DIRECTIVE: How many of the lines below contain the string "signpost"? Reply with the number alone.

DATA FOR THE TASK:
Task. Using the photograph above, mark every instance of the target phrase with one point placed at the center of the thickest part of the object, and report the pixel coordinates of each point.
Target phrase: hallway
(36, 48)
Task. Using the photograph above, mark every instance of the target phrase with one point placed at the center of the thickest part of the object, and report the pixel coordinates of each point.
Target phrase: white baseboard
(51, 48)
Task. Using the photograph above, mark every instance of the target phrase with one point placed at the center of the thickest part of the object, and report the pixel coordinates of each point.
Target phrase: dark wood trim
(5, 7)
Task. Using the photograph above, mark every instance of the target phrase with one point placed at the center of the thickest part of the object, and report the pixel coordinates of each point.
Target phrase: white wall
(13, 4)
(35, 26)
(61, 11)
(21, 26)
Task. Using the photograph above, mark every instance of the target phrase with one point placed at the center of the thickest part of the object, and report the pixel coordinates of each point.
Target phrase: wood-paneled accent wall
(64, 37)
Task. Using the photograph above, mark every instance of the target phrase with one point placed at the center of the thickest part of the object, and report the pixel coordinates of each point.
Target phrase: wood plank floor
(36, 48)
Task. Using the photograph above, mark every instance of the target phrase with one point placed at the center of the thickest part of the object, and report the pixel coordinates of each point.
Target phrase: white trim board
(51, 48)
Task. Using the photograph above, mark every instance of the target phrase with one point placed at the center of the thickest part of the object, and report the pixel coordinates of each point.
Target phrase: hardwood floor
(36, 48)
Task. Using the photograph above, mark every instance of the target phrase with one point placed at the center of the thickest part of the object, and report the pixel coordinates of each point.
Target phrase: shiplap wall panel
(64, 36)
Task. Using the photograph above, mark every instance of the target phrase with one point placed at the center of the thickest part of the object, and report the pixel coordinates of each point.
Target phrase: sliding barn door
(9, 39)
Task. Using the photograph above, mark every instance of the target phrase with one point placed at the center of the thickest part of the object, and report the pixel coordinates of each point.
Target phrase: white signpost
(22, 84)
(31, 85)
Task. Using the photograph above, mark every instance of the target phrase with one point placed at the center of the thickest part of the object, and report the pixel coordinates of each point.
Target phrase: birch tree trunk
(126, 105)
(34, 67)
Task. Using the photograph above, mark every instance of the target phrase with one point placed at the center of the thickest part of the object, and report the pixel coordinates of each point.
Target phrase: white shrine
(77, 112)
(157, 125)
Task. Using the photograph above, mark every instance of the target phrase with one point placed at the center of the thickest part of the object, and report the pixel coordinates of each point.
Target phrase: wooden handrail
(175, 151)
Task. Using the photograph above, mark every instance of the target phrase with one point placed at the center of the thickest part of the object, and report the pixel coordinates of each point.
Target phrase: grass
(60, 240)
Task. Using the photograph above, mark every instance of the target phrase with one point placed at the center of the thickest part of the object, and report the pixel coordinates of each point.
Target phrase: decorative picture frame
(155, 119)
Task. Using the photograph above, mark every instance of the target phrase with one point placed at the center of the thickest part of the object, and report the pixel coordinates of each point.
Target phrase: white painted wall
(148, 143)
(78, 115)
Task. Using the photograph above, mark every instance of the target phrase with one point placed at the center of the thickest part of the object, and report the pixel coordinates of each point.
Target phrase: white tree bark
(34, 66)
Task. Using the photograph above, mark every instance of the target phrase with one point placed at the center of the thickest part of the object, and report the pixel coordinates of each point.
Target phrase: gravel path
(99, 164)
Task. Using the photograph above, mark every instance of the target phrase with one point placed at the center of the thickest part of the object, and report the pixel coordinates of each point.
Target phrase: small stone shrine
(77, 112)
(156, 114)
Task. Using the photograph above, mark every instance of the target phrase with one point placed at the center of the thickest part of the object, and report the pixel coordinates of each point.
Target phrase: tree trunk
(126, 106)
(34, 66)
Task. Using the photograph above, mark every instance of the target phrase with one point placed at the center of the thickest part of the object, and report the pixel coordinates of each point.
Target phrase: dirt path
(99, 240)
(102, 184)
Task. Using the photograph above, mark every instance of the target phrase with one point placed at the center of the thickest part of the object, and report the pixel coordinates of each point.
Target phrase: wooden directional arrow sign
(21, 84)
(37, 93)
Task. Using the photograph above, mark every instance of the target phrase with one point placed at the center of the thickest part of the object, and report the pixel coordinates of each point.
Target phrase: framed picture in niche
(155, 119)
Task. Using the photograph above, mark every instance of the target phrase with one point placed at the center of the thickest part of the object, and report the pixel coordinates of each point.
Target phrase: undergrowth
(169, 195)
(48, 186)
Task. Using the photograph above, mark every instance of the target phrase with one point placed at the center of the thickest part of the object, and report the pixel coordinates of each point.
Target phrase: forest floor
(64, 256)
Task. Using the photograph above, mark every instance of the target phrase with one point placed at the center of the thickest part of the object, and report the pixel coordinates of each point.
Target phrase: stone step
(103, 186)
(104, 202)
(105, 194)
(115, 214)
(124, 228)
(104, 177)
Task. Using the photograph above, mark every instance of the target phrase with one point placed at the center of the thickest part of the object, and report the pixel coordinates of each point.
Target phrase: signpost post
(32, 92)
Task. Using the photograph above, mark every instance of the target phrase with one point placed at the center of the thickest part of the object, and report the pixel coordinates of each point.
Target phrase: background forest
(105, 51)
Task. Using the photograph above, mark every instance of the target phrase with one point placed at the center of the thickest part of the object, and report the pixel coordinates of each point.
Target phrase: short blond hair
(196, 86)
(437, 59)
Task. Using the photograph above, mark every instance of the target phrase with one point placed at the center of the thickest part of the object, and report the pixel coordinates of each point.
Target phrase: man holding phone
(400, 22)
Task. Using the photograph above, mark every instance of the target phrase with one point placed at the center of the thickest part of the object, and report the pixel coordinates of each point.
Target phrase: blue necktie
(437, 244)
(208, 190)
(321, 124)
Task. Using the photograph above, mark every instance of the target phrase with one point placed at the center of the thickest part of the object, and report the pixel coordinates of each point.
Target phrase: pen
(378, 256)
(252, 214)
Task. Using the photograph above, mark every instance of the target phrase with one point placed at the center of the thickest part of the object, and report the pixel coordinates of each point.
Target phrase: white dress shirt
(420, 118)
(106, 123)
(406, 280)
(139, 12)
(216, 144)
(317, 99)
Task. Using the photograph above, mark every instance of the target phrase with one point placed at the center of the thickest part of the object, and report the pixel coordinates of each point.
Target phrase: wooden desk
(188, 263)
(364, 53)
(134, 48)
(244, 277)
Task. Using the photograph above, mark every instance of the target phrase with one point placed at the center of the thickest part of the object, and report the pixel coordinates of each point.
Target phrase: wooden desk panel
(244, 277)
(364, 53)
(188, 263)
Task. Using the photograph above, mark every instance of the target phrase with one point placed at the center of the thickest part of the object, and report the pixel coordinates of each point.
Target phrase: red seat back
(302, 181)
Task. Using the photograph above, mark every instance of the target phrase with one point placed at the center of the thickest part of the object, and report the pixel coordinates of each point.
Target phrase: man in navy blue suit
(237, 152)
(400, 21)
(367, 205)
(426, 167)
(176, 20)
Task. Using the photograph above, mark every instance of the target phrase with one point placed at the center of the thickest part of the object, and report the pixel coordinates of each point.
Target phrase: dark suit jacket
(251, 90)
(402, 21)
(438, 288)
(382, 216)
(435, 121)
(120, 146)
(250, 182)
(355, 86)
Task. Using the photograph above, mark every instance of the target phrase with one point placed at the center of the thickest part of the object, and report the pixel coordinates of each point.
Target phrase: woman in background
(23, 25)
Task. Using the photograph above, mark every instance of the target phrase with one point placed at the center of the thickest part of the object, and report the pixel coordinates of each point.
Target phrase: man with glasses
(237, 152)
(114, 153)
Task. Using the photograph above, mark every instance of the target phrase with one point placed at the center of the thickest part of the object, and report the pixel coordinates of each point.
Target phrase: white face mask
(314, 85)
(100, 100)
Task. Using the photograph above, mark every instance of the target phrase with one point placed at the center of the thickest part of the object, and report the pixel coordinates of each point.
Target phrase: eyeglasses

TASK SOLUTION: 2